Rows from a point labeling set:

####

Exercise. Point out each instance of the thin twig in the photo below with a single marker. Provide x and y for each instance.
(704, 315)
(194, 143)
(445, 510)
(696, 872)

####

Can you repeat every one of the rows above verbatim?

## Output below
Exercise. Point out each instance of the thin twig in the photo below with a single marker. Provide x and y for each instance.
(704, 315)
(194, 143)
(445, 510)
(696, 872)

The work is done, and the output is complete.